## TEXT TO READ
# # # #

When governments go bankrupt it's called "a default." Currency speculators figured out how to accurately predict when a country would default. Two well-known economists - Alan Greenspan and Pablo Guidotti - published the secret formula in a 1999 academic paper. That's why the formula is called the Greenspan-Guidotti rule. The rule states: To avoid a default, countries should maintain hard currency reserves equal to at least 100% of their short-term foreign debt maturities. The world's largest money management firm, PIMCO, explains the rule this way: "The minimum benchmark of reserves equal to at least 100% of short-term external debt is known as the Greenspan-Guidotti rule. Greenspan-Guidotti is perhaps the single concept of reserve adequacy that has the most adherents and empirical support."

The principle behind the rule is simple. If you can't pay off all of your foreign debts in the next 12 months, you're a terrible credit risk. Speculators are going to target your bonds and your currency, making it impossible to refinance your debts. A default is assured.

So how does America rank on the Greenspan-Guidotti scale? It's a guaranteed default. The U.S. holds gold, oil, and foreign currency in reserve. The U.S. has 8,133.5 metric tonnes of gold (it is the world's largest holder). That's 16,267,000 pounds. At current dollar values, it's worth around $300 billion. The U.S. strategic petroleum reserve shows a current total position of 725 million barrels. At current dollar prices, that's roughly $58 billion worth of oil. And according to the IMF, the U.S. has $136 billion in foreign currency reserves. So altogether... that's around $500 billion of reserves. Our short-term foreign debts are far bigger.

According to the U.S. Treasury, $2 trillion worth of debt will mature in the next 12 months. So looking only at short-term debt, we know the Treasury will have to finance at least $2 trillion worth of maturing debt in the next 12 months. That might not cause a crisis if we were still funding our national debt internally. But since 1985, we've been a net debtor to the world. Today, foreigners own 44% of all our debts, which means we owe foreign creditors at least $880 billion in the next 12 months - an amount far larger than our reserves.

Keep in mind, this only covers our existing debts. The Office of Management and Budget is predicting a $1.5 trillion budget deficit over the next year. That puts our total funding requirements on the order of $3.5 trillion over the next 12 months.

# # # #

## PROVIDED DATA

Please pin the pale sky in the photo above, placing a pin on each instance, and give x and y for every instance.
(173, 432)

# # # #

## INSTRUCTIONS FOR THE TASK
The passage on the Greenspan-Guidotti rule names the kinds of reserves the U.S. holds. List each kind with the dollar value the passage gives for it.

## TASK ANSWER
- Gold: around $300 billion
- Oil (strategic petroleum reserve): roughly $58 billion
- Foreign currency: $136 billion